## TASK STATEMENT
Print the lines of the entries below verbatim, starting with the line that contains "Mark one point on each instance of the star-shaped" and continuing through the line that contains "[(21, 57), (95, 6), (56, 30)]", both included.

* Begin ENTRIES SUPPLIED *

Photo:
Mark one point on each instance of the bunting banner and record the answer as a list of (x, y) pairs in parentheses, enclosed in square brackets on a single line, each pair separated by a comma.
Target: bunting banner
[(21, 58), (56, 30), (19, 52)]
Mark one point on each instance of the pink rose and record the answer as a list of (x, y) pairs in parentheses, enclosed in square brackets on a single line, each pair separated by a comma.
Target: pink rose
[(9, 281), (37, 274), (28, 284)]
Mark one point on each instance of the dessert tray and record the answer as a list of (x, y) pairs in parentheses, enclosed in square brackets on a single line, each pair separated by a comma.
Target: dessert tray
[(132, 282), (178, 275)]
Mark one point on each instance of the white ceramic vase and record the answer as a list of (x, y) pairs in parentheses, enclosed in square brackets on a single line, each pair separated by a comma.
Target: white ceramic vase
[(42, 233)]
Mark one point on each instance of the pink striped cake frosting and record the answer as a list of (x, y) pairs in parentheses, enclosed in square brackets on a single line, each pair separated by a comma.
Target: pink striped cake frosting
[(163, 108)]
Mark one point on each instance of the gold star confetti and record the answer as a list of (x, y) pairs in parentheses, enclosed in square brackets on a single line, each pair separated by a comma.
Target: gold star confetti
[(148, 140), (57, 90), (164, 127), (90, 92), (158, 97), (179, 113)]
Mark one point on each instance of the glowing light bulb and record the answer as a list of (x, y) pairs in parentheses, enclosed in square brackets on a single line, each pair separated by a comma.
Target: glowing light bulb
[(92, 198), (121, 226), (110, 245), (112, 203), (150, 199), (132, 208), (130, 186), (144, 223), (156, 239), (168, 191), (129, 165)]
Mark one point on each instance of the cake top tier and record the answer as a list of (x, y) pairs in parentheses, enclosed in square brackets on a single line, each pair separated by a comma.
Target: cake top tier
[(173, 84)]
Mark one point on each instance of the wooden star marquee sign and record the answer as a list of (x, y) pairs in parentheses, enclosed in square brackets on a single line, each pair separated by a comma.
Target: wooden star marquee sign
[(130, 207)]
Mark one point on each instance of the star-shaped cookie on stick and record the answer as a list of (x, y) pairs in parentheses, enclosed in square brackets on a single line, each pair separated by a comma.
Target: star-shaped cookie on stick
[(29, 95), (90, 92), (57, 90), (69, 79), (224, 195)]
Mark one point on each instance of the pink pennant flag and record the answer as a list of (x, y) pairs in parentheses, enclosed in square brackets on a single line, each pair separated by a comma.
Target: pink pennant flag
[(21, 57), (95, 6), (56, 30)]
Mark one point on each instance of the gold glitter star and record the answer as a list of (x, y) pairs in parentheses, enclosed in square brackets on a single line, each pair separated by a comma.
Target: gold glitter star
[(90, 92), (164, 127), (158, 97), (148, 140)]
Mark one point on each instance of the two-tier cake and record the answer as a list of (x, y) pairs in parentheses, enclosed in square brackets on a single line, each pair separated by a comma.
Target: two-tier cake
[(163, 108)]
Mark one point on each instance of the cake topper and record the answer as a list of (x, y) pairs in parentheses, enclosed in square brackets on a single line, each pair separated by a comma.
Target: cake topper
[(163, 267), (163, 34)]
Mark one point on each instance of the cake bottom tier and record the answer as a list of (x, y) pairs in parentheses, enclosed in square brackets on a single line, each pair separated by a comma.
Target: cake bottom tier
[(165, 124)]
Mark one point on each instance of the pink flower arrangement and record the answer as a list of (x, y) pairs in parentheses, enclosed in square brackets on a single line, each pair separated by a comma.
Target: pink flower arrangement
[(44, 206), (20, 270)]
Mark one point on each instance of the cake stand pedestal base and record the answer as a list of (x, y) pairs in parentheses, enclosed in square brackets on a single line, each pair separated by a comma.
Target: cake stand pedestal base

* End ENTRIES SUPPLIED *
* Begin ENTRIES SUPPLIED *

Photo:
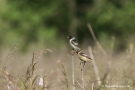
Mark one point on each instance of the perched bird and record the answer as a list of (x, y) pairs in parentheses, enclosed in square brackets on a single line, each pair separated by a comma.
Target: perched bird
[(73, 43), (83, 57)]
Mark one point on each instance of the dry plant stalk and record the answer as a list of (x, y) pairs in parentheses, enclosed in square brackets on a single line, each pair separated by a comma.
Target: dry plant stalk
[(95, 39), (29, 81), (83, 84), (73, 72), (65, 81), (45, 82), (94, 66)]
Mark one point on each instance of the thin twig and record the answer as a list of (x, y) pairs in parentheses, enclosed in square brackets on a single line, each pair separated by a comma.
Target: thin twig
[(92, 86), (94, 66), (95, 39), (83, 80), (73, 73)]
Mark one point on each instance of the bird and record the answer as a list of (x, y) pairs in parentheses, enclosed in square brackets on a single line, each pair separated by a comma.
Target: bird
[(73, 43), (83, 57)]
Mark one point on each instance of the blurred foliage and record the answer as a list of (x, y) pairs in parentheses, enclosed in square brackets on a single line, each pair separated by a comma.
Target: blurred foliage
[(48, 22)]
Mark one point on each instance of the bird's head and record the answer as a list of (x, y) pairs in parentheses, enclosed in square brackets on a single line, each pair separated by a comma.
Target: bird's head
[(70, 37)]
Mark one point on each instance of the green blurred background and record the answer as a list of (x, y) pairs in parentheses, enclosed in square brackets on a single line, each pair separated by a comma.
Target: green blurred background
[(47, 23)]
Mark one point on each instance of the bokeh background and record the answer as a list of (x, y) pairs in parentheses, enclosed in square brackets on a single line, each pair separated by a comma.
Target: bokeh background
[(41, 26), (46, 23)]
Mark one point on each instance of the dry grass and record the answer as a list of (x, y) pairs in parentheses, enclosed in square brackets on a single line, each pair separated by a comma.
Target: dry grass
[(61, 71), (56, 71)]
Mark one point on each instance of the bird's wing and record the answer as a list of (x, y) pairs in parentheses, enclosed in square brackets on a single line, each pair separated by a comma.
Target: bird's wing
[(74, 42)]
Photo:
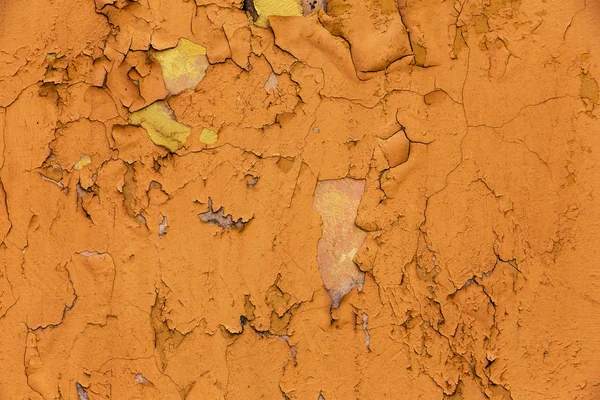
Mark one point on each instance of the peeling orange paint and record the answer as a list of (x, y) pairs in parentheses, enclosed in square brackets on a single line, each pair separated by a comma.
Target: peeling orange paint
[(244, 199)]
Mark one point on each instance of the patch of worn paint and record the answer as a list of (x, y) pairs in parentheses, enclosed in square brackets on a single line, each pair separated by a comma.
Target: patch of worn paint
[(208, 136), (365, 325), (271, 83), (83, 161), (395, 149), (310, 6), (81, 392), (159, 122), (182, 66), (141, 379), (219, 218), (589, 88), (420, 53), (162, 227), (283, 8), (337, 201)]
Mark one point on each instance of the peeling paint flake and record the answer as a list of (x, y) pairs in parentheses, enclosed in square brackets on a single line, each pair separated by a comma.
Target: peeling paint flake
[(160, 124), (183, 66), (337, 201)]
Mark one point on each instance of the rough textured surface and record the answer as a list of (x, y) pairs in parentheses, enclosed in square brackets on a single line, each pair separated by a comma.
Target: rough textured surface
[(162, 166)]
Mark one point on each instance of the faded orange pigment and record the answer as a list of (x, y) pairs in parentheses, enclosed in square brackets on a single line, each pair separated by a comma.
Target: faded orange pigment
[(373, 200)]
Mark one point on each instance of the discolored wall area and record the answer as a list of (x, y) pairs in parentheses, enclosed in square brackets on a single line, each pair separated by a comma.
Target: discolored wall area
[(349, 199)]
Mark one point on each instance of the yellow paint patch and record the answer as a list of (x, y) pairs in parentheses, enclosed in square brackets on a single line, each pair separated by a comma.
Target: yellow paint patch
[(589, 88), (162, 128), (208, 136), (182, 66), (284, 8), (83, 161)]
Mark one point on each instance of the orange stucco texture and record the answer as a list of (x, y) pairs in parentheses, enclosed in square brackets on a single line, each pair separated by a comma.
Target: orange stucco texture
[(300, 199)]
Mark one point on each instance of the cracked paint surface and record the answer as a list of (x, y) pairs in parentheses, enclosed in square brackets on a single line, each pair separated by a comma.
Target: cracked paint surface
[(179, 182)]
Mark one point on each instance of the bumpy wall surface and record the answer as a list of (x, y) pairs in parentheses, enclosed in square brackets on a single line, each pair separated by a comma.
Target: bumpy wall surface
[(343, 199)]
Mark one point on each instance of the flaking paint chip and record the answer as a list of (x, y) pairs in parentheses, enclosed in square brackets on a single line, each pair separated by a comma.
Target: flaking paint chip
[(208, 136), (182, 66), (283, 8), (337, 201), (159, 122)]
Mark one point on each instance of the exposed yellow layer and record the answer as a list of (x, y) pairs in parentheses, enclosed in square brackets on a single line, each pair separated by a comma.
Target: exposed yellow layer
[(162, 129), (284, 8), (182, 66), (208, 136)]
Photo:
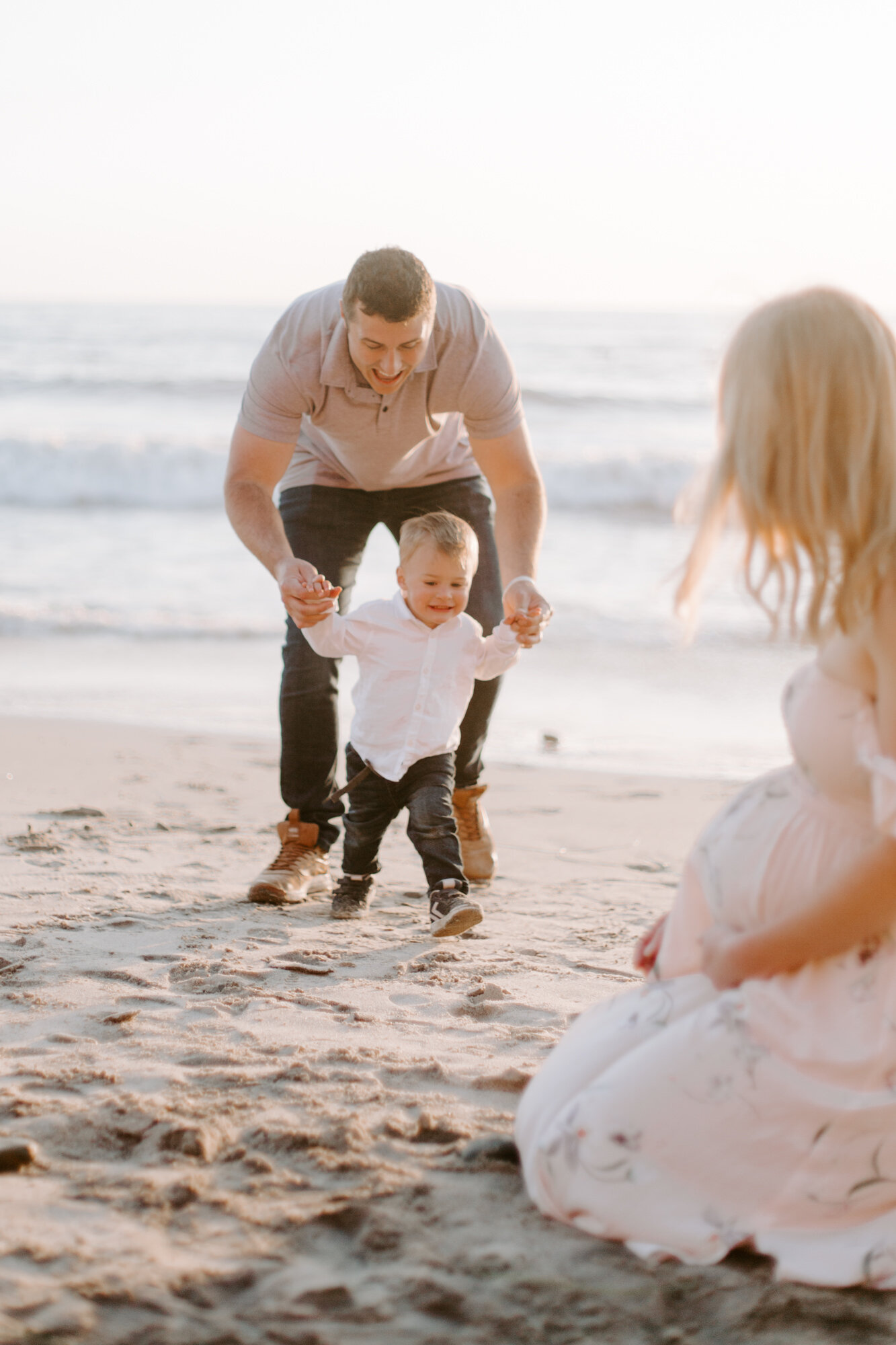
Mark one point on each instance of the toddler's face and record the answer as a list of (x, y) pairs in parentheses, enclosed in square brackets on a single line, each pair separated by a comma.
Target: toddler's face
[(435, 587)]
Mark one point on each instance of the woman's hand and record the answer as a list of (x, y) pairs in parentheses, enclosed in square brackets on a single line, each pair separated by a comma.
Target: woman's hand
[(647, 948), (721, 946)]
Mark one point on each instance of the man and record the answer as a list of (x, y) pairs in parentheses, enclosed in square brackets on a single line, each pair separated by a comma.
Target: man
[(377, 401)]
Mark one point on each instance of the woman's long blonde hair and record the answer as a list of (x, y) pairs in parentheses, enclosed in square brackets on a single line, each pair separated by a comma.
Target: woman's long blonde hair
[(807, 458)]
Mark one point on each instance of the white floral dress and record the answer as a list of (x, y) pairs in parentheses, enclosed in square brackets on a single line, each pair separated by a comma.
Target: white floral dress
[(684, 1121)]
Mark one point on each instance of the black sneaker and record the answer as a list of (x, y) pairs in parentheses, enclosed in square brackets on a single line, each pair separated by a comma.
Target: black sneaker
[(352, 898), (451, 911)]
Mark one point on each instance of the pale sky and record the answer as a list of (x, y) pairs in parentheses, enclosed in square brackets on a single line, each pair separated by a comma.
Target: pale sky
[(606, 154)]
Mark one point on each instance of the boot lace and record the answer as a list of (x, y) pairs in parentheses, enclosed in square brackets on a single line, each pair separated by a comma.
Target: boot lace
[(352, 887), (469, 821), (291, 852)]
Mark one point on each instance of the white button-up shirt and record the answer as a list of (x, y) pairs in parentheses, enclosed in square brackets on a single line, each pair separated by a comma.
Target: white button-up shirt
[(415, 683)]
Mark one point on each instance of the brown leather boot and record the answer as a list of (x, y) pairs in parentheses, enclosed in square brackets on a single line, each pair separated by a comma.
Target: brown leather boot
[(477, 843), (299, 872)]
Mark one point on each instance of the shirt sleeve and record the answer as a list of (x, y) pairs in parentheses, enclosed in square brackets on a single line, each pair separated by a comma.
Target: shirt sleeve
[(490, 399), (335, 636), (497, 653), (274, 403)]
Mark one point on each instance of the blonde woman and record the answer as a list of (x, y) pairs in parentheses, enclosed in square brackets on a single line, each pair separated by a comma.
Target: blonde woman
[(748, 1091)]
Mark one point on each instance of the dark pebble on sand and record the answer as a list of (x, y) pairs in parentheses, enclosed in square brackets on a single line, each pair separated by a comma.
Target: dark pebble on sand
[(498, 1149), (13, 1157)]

* End ENTRIES SUPPLIED *

## FINISHED EXERCISE
Mark one point on each instance of the star-shaped cookie on stick and record the answer as a list of (x, y) pairs in parentheses, enclosed in square brackets on a single line, each pair separated by a comma.
Target: star-shaped cookie on stick
[(29, 95), (90, 92), (57, 90), (69, 79), (224, 195)]
Mark one point on each instance of the pink pennant flag and record the answer as a list of (x, y) pairs in parentheses, enclosed in square brackets on a single line, each pair separated by a comma.
Target: pink pennant flag
[(21, 57), (95, 6), (56, 30)]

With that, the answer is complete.